Source passage below:

The figures come from a new federal government transparency initiative. The 2010 Affordable Care Act included a provision dubbed the Sunshine Act, which requires manufacturers of drugs and medical devices to disclose the payments they make to physicians and teaching hospitals each year for services such as consulting or research. The Centers for Medicare and Medicaid Services compiled the records into a database posted online Tuesday, though the agency said that about 40% of the payment information won't identify the recipients because of data problems.

The database revealed totals, such as the $122.5 million paid by Roche Holding AG's Genentech unit to City of Hope medical center in Duarte, Calif., as royalties on sales of several products including blockbuster cancer treatments Herceptin and Avastin.

Genentech licensed patents from City of Hope based on research the medical center conducted in the early 1980s. The company said that excluding the City of Hope royalties, about 85% of the physician payments it reported to CMS were focused on drug research. City of Hope said the royalties are allocated to the inventors and to support continuing research.

The push for greater transparency was driven by concerns that doctors' prescribing decisions are tainted by the money and gifts they receive each year from companies. Supporters expect the transparency initiative to provide useful information to patients about the relationships their doctors have with industry and to curb the influence of payments on medical care.

Companies have defended their payments to physicians as necessary to conduct research and communicate how products should be used.   The payments and so-called transfers of value to an estimated 546,000 doctors and 1,360 teaching hospitals include such items as free meals that company sales representatives bring to physicians' offices, fees paid to doctors to speak about a company's drug to other doctors at restaurants, compensation for clinical trial research and consulting fees.

Some doctors have earned tens of thousands of dollars annually from drug companies by flying to various cities to give paid speeches, while some surgeons have received even larger amounts from medical-device makers, partly from royalties on products they helped develop.

Doctors have expressed concern about having their names attached to money paid by industry. Some have scaled back their interactions with industry because they know it will be reported publicly.

End of Source passage.

### Exercise requirements:
[1] Using the passage on industry payments to doctors, answer each question briefly.
(a) About what share of the payment information will not identify recipients?
(b) How much did Genentech pay City of Hope, and as what kind of payment?
(c) Roughly how many doctors received the payments and transfers of value?
[2] Carry on the passage about industry payments to physicians from its final sentence.

Data segment below:

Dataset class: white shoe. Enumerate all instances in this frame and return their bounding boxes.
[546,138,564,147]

End of Data segment.

### Numbered responses:
[1]
(a) About 40%.
(b) $122.5 million, as royalties on sales of several products.
(c) An estimated 546,000 doctors.

[2]
The first batch of data released by CMS on Tuesday covers payments made from Aug. 1 to Dec. 31, 2013. Beginning next year, companies will report full-year data annually. Companies submitted the data to CMS earlier this year, using the so-called Open Payments portal. The agency has allowed physicians to register with the Open Payments system to get a preview of the payment records, before it went public, to allow time for them to dispute any reports they believed were inaccurate.

But it hasn't been a smooth process. First, CMS delayed the public reporting of the data by a year to give companies more time to prepare. The Open Payments online system has experienced technical problems, including a data mix-up that resulted in some doctors being linked to payment records for other doctors with the same surname. The preview function for doctors had a cumbersome registration process and was taken offline at times in recent weeks.

The first batch of data is incomplete. CMS in August said it removed about one-third of the payment records from the physician-preview database because it said some of the state medical-license numbers that companies reported for doctors didn't match a database that the agency was using for verification, among other problems. CMS now is releasing those records but without identifying the physicians tied to them. It will update the database to include the physicians' names for those records next year.

The agency's handling of the problematic records also has drawn criticism from companies, which said they reported the vast majority of data properly. About $22 million in physician-payment records reported Eli Lilly for the five-month period of last year, for example, was removed from the physician-preview database, out of a total reported of about $85 million. Industry and medical groups also have complained that CMS didn't offer advance information about how the data would be presented publicly.